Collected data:
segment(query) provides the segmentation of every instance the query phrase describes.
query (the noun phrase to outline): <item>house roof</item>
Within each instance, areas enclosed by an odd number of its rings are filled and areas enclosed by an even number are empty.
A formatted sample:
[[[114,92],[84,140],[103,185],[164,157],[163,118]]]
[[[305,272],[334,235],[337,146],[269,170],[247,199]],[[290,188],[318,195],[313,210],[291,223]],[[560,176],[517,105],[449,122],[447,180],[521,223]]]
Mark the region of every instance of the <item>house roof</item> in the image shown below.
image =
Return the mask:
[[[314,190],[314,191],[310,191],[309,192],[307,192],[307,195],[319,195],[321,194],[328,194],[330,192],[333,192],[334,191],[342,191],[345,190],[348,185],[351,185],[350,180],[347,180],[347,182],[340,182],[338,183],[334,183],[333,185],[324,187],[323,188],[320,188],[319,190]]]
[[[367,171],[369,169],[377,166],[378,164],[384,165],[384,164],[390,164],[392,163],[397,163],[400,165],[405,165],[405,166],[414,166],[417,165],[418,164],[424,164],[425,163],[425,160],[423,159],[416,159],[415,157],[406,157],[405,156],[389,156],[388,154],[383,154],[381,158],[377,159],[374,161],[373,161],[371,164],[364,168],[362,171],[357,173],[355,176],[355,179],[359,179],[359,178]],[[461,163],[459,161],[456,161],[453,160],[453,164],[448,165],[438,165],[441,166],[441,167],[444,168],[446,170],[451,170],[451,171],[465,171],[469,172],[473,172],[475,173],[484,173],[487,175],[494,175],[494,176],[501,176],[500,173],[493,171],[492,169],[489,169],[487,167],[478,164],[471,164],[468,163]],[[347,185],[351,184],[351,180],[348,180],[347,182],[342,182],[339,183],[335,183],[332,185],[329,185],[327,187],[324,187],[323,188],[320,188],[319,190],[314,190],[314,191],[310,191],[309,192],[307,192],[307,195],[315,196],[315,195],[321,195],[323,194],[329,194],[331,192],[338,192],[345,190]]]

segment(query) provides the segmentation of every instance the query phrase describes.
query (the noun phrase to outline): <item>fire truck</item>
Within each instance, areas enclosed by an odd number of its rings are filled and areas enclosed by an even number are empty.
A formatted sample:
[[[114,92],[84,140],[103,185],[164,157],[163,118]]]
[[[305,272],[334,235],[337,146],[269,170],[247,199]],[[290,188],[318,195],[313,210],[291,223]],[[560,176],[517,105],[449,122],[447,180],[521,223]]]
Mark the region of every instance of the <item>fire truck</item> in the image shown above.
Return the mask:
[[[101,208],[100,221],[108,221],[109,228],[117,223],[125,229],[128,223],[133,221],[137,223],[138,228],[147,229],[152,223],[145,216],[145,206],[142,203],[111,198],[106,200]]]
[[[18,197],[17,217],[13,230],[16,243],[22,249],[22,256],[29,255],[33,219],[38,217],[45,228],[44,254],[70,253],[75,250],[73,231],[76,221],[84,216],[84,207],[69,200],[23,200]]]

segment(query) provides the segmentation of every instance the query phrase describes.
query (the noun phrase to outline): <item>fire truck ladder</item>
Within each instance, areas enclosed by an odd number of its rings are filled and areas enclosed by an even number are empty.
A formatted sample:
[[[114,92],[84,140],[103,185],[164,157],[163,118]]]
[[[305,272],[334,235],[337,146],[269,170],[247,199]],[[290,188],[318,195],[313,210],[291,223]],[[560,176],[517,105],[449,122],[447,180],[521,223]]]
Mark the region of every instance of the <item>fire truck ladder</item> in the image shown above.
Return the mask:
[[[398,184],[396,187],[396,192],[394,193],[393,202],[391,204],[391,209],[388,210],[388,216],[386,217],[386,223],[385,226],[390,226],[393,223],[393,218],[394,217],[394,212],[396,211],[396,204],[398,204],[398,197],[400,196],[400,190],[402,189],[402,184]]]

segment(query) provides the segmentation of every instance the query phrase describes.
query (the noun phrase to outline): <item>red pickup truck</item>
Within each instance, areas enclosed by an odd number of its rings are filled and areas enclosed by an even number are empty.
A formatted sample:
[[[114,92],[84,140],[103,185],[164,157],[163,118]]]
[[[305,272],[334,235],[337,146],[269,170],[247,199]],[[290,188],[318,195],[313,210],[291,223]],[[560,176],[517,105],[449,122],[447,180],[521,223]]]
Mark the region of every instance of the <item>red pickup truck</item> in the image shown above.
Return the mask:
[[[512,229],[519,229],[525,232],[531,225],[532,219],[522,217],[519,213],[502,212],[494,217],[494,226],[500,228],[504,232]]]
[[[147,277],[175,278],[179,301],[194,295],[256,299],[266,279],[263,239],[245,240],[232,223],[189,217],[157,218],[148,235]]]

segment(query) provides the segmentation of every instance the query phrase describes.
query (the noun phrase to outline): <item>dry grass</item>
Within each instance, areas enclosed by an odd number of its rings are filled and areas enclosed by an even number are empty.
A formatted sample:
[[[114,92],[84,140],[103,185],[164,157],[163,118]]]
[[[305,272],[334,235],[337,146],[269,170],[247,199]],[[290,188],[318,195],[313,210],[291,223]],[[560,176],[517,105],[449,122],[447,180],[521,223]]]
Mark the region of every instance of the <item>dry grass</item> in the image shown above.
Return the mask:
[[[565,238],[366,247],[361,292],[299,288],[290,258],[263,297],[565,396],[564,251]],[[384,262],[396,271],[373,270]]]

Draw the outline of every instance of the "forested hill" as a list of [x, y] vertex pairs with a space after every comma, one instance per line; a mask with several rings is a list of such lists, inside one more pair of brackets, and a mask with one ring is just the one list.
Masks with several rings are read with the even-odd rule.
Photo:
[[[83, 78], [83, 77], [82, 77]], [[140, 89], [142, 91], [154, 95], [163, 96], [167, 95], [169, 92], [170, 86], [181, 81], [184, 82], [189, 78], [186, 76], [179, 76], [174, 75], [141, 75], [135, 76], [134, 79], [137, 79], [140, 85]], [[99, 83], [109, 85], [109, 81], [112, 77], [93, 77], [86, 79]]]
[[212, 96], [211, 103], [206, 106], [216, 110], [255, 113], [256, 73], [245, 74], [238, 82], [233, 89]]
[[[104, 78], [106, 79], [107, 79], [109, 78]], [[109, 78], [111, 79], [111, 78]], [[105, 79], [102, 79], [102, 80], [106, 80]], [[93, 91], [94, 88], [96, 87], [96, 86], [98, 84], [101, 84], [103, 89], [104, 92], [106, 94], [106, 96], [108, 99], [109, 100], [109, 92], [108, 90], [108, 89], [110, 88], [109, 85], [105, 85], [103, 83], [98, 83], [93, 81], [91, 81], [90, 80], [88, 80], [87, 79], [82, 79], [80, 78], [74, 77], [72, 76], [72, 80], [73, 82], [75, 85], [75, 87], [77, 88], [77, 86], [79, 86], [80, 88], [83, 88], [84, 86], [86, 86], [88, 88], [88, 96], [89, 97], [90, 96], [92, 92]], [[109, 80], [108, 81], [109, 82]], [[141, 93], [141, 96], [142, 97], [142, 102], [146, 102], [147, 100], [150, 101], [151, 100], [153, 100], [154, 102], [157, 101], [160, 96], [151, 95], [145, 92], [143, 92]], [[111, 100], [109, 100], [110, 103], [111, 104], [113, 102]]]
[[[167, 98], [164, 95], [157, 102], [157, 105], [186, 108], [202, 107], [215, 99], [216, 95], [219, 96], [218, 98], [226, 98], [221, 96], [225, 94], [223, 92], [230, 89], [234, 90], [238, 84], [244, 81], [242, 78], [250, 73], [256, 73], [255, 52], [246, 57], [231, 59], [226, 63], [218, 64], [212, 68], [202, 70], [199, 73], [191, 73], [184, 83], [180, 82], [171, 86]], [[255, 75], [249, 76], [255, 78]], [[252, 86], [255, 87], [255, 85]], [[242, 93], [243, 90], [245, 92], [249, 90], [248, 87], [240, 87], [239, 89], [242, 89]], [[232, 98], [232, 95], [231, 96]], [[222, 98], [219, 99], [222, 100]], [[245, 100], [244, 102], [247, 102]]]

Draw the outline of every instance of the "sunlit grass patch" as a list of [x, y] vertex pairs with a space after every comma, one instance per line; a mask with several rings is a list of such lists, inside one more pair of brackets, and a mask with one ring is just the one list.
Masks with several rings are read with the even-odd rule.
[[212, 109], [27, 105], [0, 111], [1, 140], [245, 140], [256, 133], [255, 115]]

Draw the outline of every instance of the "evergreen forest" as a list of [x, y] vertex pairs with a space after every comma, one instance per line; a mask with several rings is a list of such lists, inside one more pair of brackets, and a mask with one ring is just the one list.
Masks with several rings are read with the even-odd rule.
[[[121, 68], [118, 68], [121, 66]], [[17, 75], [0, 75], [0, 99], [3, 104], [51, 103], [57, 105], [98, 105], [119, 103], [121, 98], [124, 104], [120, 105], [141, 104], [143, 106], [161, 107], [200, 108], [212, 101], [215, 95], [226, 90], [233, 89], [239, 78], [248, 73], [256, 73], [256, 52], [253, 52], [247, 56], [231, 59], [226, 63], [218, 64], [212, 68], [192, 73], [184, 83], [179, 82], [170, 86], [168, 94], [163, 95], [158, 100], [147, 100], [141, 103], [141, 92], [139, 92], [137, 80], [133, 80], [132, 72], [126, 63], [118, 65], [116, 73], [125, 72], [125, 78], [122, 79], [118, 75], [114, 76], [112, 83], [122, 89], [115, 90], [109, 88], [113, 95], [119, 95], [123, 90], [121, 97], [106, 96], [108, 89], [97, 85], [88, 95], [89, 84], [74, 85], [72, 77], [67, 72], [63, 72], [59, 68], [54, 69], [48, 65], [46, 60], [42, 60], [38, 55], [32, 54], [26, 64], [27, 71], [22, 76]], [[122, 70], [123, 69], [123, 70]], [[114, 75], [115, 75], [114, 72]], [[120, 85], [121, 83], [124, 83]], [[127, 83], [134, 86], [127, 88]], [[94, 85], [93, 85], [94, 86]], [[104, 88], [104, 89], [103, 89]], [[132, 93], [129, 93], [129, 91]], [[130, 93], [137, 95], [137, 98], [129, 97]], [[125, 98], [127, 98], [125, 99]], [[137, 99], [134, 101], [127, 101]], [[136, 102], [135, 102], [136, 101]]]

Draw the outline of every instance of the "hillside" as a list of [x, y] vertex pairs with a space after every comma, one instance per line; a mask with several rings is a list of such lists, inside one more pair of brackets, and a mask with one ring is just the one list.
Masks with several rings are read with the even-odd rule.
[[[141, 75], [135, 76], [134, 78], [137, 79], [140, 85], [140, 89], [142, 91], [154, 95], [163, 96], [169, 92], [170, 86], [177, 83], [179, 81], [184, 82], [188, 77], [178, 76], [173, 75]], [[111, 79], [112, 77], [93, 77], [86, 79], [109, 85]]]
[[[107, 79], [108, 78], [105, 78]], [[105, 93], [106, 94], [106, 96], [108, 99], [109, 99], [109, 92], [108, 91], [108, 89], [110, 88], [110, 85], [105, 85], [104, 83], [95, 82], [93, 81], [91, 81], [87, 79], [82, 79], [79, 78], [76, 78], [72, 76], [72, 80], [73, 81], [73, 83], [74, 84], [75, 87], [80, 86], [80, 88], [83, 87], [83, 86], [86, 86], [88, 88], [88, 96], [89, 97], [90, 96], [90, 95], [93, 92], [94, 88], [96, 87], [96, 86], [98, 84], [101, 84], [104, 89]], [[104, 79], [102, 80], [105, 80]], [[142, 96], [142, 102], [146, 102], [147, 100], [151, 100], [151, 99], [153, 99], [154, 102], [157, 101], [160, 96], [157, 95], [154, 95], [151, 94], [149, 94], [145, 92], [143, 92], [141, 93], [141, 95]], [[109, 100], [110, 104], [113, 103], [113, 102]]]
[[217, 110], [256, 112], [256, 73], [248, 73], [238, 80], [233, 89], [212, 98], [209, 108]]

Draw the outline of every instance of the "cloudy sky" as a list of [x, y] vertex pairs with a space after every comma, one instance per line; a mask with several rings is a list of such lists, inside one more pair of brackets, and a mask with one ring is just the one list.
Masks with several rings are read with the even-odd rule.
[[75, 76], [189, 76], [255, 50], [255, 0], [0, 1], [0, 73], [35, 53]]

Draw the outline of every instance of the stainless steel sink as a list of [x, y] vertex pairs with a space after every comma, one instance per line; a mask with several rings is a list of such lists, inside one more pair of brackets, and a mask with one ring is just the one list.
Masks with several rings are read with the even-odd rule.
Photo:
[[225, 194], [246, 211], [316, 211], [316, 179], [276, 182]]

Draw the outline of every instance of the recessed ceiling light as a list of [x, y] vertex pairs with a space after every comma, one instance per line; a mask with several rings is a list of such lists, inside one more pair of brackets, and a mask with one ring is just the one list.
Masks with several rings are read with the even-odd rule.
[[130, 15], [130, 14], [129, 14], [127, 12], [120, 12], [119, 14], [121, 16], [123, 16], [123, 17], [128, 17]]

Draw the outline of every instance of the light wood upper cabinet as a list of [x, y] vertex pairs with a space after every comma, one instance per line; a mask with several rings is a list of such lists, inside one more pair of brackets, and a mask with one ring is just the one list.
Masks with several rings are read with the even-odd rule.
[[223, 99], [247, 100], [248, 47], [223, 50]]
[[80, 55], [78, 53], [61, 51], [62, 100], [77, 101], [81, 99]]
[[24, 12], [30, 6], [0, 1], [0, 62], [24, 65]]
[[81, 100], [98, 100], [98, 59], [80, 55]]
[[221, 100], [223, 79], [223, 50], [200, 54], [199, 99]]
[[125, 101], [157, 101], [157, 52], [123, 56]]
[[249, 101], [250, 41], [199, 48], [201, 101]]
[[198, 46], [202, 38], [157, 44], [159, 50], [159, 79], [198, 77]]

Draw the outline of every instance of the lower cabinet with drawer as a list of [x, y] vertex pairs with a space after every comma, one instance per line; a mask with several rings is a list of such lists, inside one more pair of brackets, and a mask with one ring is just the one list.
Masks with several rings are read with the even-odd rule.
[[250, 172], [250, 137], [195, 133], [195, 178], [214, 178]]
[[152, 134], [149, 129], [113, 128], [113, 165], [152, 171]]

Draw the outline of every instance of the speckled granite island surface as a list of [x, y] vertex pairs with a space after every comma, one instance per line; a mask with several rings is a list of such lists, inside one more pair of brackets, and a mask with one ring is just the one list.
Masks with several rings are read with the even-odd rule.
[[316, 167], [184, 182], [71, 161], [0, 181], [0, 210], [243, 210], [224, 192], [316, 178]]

## EXERCISE BRIEF
Give back, unchanged, every line from the one with "Draw the outline of every instance of the speckled" to the end of the entries above.

## THE SOLUTION
Draw the outline of every instance of the speckled granite island surface as a list of [x, y] vertex pairs with a space after every comma, one instance per line; a mask with several rings is a list of such lists, inside one more pair of brackets, and a mask with one ring is just the one list.
Masks with several rings are read with the even-odd rule.
[[316, 167], [184, 182], [71, 161], [0, 181], [0, 210], [243, 210], [224, 192], [316, 178]]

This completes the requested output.